* _Available records_
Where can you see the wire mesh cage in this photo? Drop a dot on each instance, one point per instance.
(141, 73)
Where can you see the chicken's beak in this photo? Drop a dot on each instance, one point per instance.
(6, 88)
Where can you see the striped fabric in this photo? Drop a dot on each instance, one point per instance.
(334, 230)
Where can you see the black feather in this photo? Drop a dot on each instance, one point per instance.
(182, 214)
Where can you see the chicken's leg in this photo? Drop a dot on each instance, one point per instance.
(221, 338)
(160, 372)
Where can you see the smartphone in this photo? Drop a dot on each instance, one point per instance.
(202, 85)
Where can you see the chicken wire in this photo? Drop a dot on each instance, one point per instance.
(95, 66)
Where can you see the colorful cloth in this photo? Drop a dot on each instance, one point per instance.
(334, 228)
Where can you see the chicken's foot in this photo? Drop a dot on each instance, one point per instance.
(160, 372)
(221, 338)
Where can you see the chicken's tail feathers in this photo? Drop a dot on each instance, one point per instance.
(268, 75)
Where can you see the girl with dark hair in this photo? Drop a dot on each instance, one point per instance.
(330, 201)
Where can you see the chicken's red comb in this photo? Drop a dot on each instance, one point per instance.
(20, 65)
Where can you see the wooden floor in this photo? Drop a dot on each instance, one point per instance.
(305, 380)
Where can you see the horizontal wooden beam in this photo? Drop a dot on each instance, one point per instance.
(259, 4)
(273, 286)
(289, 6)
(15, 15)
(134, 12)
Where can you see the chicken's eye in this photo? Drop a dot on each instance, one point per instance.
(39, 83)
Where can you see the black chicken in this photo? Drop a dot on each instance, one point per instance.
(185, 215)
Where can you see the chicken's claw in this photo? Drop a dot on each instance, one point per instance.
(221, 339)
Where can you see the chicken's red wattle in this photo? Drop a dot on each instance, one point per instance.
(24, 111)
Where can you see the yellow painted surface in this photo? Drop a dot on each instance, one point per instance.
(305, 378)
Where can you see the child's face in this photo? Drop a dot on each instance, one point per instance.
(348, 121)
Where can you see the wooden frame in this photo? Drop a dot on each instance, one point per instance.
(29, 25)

* _What the exercise asks_
Could you restate the records above word for word?

* _Task response_
Where can you see the wire mesh cage in this photo? Drop a dot on each instance, one point per instance.
(141, 73)
Where can you see the chicken's beak in this photo? Drop a dot on each instance, one point per instance.
(6, 88)
Where can you see the striped fabric in this photo? Drop a dot on each instance, one point per instance.
(334, 230)
Where can you see the black feather in this photo? Drop a dot on each instance, one point per instance.
(182, 214)
Where can you see the chicken's leg in this photo? Drop a dot on each instance, one point per instance.
(221, 338)
(160, 372)
Where can you see the smartphone in this photo? Drop a dot on each instance, one point per instance.
(202, 85)
Where can you see the chicken wire in this photo? Drop a dot on each instance, one point per instance.
(95, 66)
Where can you see the colorful cloth in this photo? Drop a dot on each instance, one point per instance.
(334, 228)
Where can you see the chicken's foot in this photo? Drop a dot on each instance, one point per instance.
(160, 372)
(221, 338)
Where can you see the chicken's tail feathers in this photo? Drop a dot on each instance, one point per instance.
(268, 75)
Where can you see the girl with dark hair in this photo? Drop a dot on each instance, one point per instance.
(330, 201)
Where can you see the chicken's red comb in this photo? Drop a dot on each instance, one point per instance.
(20, 65)
Where can you see the wooden floor in this photo? Drop a dot on each instance, one point per instance.
(305, 380)
Where can you see the horizontal wooden beam in this photo? Drop a dot on each instance, one point per instance.
(259, 4)
(273, 286)
(289, 6)
(15, 15)
(134, 12)
Where can you see the chicken's eye in this photo? Drop a dot on each instance, one point per instance.
(39, 83)
Where can you see the black chicken in this photo? Drop a dot on each instance, one point per instance.
(185, 215)
Where can you see the chicken's claw in this photo? Drop a dot on each instance, one point per instance.
(221, 339)
Where can you see the chicken's red wattle in this photo? Drop a dot on each instance, one point per instance.
(24, 111)
Where can you see the yellow painted surface in this photo? Drop a dot on each instance, one point per instance.
(305, 378)
Where can you see the child's face in this photo? Drop a dot on each instance, one point per instance.
(348, 121)
Where can you see the wooden frame in this photo? Drop a dot on each instance, one point per instance.
(29, 25)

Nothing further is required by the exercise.